- _Stored rows_
>> Start

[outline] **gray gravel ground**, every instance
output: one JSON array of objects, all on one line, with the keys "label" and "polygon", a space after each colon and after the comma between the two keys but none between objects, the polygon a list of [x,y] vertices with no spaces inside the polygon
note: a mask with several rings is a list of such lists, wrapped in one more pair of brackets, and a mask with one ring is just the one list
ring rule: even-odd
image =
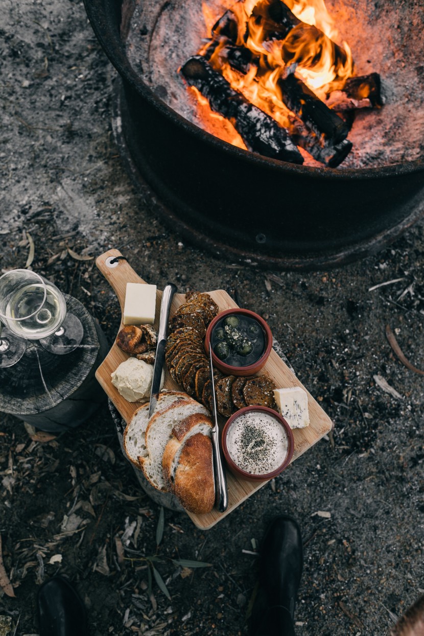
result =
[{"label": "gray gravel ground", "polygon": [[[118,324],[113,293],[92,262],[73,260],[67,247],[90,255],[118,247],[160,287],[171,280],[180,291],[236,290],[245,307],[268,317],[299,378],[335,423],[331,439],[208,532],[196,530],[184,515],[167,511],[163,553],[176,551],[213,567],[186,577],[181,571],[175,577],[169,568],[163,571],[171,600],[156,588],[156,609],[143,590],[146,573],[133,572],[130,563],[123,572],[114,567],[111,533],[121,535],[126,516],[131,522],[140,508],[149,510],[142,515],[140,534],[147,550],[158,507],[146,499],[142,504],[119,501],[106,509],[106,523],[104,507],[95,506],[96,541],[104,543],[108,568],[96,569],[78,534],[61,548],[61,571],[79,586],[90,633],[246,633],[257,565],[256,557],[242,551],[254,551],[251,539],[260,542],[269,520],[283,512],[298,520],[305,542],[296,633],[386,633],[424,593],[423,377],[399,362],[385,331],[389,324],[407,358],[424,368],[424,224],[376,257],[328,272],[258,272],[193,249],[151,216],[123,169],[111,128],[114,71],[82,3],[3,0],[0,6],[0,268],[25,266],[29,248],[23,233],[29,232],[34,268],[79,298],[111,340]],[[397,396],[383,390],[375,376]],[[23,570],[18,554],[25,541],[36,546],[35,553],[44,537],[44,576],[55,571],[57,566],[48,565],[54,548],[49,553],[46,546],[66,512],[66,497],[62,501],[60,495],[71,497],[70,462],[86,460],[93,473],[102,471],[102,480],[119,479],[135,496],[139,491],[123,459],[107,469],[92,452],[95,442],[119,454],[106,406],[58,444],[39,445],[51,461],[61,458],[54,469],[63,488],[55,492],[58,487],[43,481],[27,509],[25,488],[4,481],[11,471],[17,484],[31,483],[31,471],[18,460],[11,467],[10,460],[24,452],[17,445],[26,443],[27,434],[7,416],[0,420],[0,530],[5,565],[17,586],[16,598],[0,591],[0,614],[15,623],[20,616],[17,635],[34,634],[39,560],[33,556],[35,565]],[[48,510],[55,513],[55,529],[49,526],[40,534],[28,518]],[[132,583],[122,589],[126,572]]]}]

>> End
>> Start

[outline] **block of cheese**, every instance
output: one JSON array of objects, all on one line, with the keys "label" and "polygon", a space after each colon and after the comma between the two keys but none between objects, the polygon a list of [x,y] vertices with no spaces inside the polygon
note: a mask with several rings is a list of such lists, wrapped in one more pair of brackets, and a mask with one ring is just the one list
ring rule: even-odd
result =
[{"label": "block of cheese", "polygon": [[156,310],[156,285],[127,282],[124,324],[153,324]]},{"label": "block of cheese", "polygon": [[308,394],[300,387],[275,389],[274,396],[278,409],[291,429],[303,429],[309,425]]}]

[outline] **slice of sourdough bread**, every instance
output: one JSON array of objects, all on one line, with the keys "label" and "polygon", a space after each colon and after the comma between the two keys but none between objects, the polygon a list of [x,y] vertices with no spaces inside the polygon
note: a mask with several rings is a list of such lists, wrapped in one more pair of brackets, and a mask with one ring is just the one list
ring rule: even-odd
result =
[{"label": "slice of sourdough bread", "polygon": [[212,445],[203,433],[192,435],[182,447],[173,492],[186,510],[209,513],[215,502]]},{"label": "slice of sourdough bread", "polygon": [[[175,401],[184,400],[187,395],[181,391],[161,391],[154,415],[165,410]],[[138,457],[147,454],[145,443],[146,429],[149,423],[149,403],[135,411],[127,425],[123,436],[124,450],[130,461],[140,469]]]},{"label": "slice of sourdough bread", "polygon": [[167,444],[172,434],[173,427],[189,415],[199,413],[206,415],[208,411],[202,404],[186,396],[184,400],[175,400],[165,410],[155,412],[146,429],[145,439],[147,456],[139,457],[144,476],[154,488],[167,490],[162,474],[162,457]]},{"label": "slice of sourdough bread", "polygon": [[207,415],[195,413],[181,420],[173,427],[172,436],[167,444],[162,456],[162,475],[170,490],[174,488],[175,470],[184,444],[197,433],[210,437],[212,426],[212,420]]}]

>> End

- _Requirement_
List every line of the material above that contains the string "slice", treating uppercase and lowercase letters as distinct.

- _Solution_
[outline] **slice of sourdough bread**, every instance
[{"label": "slice of sourdough bread", "polygon": [[212,445],[203,433],[192,435],[182,447],[173,492],[186,510],[209,513],[215,502]]},{"label": "slice of sourdough bread", "polygon": [[[175,401],[184,400],[187,395],[181,391],[161,391],[154,415],[165,410]],[[138,457],[147,454],[145,443],[146,429],[149,423],[149,403],[135,411],[127,425],[123,436],[124,450],[130,461],[140,469]]]},{"label": "slice of sourdough bread", "polygon": [[167,444],[172,434],[173,427],[189,415],[199,413],[206,415],[208,411],[202,404],[186,396],[184,400],[175,400],[165,410],[155,412],[146,429],[145,439],[147,456],[139,457],[144,476],[154,488],[167,490],[162,474],[162,457]]},{"label": "slice of sourdough bread", "polygon": [[207,415],[195,413],[181,420],[173,427],[172,436],[167,444],[162,456],[162,475],[170,490],[174,488],[175,470],[184,444],[197,433],[210,437],[212,426],[212,420]]}]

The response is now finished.